*Text segment:*

_____

In order to improve the quality of the coating layer applied to the moving base B, access of air into the coating material chamber 3 must be prevented. In accordance with the invention, access of air into the coating material chamber 3 is prevented by passing a part of the supply flow P1 of the coating material ahead of the front wall 2 so that this component flow P2 functions as a sealing and/or lubrication flow for the front wall 2. In the embodiment illustrated in FIGS. 1 and 2, the sealing and/or lubricant flow P2 is passed from the coating material chamber to a position in front of the front wall 2 through openings 21 formed through the front wall 2. The openings through which coating material may pass in front of the front wall may be located elsewhere such, for example, as in the supporting and fastening devices 22 of the front wall. The sealing and/or lubricant flow P2 which is thus fed in front of the front wall 2 is then guided in the direction of run of the moving base B and fills the small gap between the front wall 2 and the moving base B to prevent access of air into the coating material chamber 3. Moreover, the sealing and/or lubricant flow P2 also lubricates the edge of the front wall 2 situated contiguous with the moving base B and prevents leakage of the coating material from the chamber 3 through the gap between the front wall 2 and the moving base B to a position in front of the front wall 2.
Referring now to the embodiment of FIG. 3, a second embodiment of a coating device 10 in accordance with the invention is illustrated. The embodiment of FIG. 3 differs from the embodiment of FIGS. 1 and 2 in that the front wall 2 is not provided with openings for the sealing and/or lubricant flow. Rather, in the embodiment of FIG. 3, the sealing and/or lubricant fbw P2 is fed to a position in front of the front wall 2 as a separate flow and, for this purpose, a separate feeder device, such as a nozzle 8 or the like, is provided in front of the front wall 2. It is clear that the sealing of the front wall 2 in accordance with the embodiment of FIG. 3 may be accomplished by using a fluid substance other than the coating material P1 fed into the coating material chamber 3. For example, the sealing and/or lubrication flow P2 may comprise water or some other liquid, solution or dispersion or the like, by means of which the desired sealing and lubrication effect is obtained between the front wall and the moving base B. It is also possible to use a second coating material as the sealing and/or lubricant agent P2 whose properties differ from the coating material P1 fed into the coating material chamber 3. In such case, the surface of the moving base B can be provided with two coating material layers if desired. Of course, it is also possible in the embodiment of FIG. 3 to use the same coating material for the sealing and/or lubricant flow P2 as that fed into the coating material chamber 3.

_____

*Data rows:*

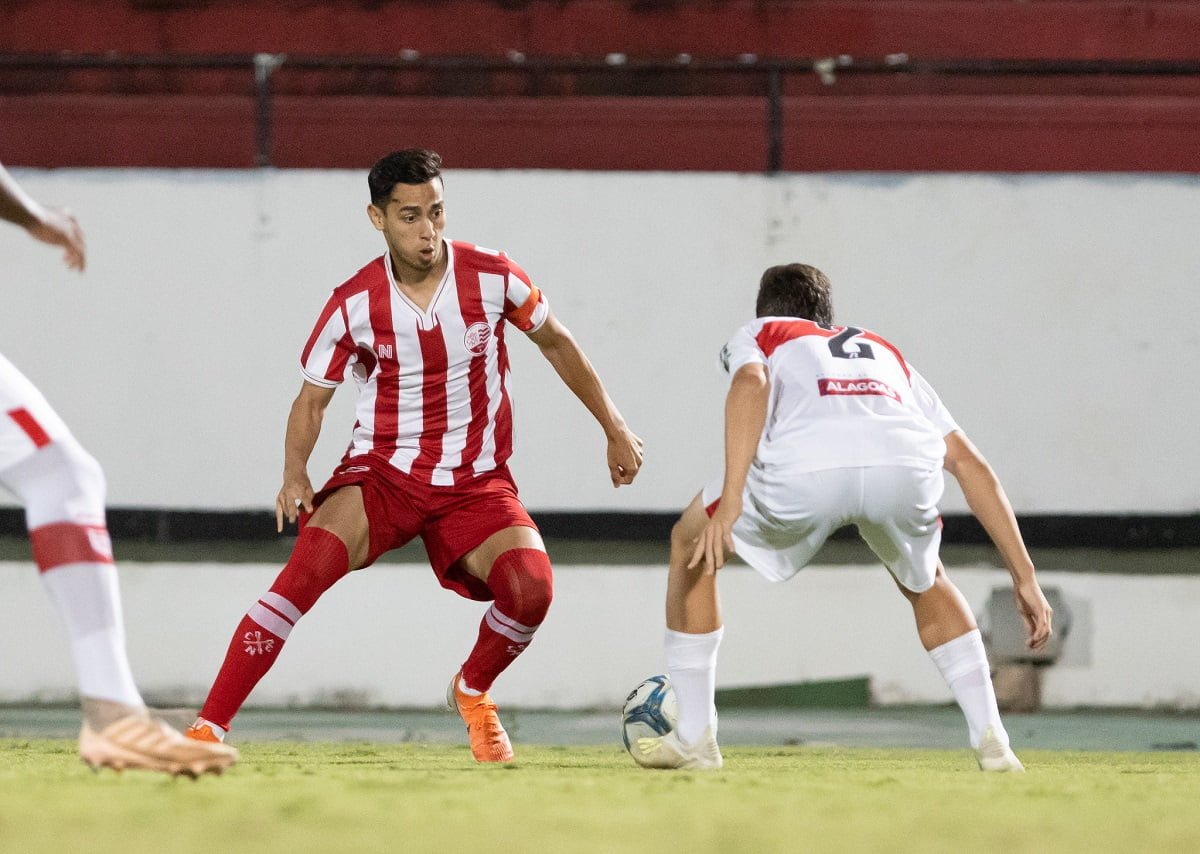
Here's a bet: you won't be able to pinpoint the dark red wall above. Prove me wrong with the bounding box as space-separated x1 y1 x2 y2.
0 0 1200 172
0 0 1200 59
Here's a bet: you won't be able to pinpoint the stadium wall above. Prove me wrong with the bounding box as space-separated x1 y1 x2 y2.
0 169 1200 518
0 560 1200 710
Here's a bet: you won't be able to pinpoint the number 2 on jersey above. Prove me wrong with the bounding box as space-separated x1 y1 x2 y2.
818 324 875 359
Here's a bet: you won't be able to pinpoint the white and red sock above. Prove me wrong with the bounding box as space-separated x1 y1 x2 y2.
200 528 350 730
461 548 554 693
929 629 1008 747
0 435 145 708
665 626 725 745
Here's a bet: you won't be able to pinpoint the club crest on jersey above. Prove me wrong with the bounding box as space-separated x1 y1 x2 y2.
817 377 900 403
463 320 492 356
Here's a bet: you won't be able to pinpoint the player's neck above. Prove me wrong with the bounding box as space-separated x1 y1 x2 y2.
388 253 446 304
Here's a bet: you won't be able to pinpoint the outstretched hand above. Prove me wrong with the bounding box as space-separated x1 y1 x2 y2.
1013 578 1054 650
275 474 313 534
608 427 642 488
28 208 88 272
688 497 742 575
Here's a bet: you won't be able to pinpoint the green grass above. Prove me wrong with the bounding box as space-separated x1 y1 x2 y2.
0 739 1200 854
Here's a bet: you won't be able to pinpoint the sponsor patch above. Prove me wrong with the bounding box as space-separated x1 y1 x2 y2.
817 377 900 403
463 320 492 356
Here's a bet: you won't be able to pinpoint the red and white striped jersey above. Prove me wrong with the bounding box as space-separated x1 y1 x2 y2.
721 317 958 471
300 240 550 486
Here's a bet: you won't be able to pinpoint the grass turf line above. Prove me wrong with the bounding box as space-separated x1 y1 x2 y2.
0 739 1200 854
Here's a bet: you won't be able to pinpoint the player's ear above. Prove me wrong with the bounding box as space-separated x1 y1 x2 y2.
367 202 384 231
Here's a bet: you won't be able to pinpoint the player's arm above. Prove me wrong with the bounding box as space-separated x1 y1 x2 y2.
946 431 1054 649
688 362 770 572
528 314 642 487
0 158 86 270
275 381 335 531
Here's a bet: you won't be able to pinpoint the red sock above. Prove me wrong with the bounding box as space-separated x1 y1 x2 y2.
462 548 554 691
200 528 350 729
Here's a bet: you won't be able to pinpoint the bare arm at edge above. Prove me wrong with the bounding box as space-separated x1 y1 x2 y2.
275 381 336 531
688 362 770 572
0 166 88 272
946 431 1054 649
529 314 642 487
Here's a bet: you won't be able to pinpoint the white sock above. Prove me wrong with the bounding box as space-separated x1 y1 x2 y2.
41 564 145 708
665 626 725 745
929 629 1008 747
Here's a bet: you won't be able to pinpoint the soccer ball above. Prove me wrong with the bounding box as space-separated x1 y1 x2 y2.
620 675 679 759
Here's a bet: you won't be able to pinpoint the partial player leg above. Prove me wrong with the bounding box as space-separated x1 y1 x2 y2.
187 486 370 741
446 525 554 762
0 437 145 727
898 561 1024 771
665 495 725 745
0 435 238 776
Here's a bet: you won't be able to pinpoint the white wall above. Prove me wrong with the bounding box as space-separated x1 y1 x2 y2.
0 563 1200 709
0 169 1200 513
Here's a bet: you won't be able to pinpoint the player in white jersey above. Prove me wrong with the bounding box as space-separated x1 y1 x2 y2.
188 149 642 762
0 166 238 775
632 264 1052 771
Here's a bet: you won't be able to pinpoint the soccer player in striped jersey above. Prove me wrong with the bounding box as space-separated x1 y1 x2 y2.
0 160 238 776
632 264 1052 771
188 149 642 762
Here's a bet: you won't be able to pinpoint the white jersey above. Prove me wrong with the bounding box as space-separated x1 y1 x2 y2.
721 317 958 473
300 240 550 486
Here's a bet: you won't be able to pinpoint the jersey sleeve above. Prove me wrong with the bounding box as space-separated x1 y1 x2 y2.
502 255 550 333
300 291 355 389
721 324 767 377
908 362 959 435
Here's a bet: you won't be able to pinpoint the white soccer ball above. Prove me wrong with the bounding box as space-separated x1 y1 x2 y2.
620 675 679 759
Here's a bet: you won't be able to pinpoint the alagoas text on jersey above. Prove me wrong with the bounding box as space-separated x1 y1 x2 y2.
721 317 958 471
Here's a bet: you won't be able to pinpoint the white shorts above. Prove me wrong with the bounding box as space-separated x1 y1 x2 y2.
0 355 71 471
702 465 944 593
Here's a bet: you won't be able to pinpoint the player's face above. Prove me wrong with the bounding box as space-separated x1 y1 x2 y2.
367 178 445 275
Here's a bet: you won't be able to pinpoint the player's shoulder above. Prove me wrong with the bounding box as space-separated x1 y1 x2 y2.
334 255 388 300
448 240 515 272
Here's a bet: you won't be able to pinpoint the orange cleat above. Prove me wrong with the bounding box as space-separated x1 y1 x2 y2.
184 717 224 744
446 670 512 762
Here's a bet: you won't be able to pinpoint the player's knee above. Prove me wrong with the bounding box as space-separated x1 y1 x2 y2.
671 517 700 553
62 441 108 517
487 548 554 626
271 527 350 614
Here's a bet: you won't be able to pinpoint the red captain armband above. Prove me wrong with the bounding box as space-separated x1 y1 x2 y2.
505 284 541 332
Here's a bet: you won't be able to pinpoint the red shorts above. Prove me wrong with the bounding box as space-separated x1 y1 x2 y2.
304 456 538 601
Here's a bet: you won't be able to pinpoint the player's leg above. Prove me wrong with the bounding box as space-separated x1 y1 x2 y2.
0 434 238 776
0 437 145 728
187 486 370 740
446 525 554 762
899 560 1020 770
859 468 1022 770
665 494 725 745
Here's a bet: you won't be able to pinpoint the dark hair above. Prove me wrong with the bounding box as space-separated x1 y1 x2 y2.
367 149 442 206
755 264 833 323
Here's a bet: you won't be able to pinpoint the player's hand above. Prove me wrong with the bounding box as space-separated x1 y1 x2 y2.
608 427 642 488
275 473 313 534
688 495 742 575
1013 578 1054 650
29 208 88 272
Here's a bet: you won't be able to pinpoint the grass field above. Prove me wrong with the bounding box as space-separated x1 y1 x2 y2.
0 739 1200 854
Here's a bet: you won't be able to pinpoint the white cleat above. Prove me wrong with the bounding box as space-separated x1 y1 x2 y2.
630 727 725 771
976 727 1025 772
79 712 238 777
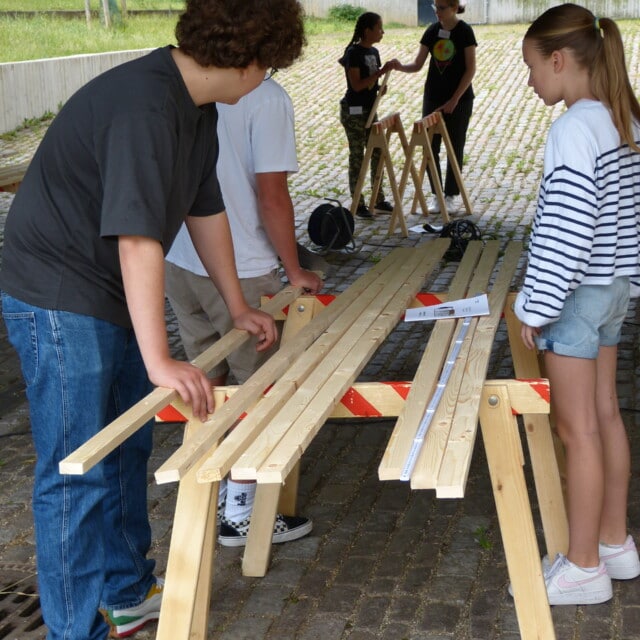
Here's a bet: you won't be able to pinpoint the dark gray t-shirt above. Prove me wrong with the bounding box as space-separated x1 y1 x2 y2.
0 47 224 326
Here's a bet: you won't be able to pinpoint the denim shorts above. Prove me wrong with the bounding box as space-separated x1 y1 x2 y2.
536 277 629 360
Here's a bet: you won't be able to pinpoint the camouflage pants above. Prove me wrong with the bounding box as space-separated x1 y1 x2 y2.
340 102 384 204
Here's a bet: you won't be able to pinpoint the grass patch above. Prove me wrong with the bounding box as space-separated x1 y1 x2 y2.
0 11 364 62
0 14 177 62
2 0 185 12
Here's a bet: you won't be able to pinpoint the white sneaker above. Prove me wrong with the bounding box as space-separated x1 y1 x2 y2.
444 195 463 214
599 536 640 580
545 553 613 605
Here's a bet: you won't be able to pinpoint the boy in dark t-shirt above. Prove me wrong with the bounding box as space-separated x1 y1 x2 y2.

_____

*Stated problem A:*
Answer these questions from the coating device text:
(i) In the embodiment of FIGS. 1 and 2, through what does the sealing and/or lubricant flow P2 pass to reach a position in front of the front wall 2?
(ii) In the embodiment of FIG. 3, what separate feeder device is given as an example?
(iii) What liquid is named as one thing the sealing and/or lubrication flow P2 may comprise?
*Stated problem B:* Change "pinpoint" to "locate" in the rows from the line with "the white soccer" to the line with "367 178 445 275", and leave everything else the same.

*Written answer A:*
(i) Openings 21 formed through the front wall 2.
(ii) A nozzle 8.
(iii) Water.

*Written answer B:*
Here's a bet: you won't be able to locate the white soccer ball above. Prove me wrong with the bounding box as space-separated x1 y1 x2 y2.
620 675 679 759
Here's a bet: you won't be able to locate the alagoas text on jersey above. Prove me wrong with the bounding box as space-separated x1 y1 x2 y2.
721 317 958 471
Here's a bet: you won't be able to locate the white shorts above. Prove me wrong with the bounding box as space-separated x1 y1 x2 y2.
0 355 71 471
702 465 944 593
Here's a bet: you won't be able to locate the player's face above. Prove me wrong with the bounding box as space-separated x1 y1 x2 y2.
367 178 445 275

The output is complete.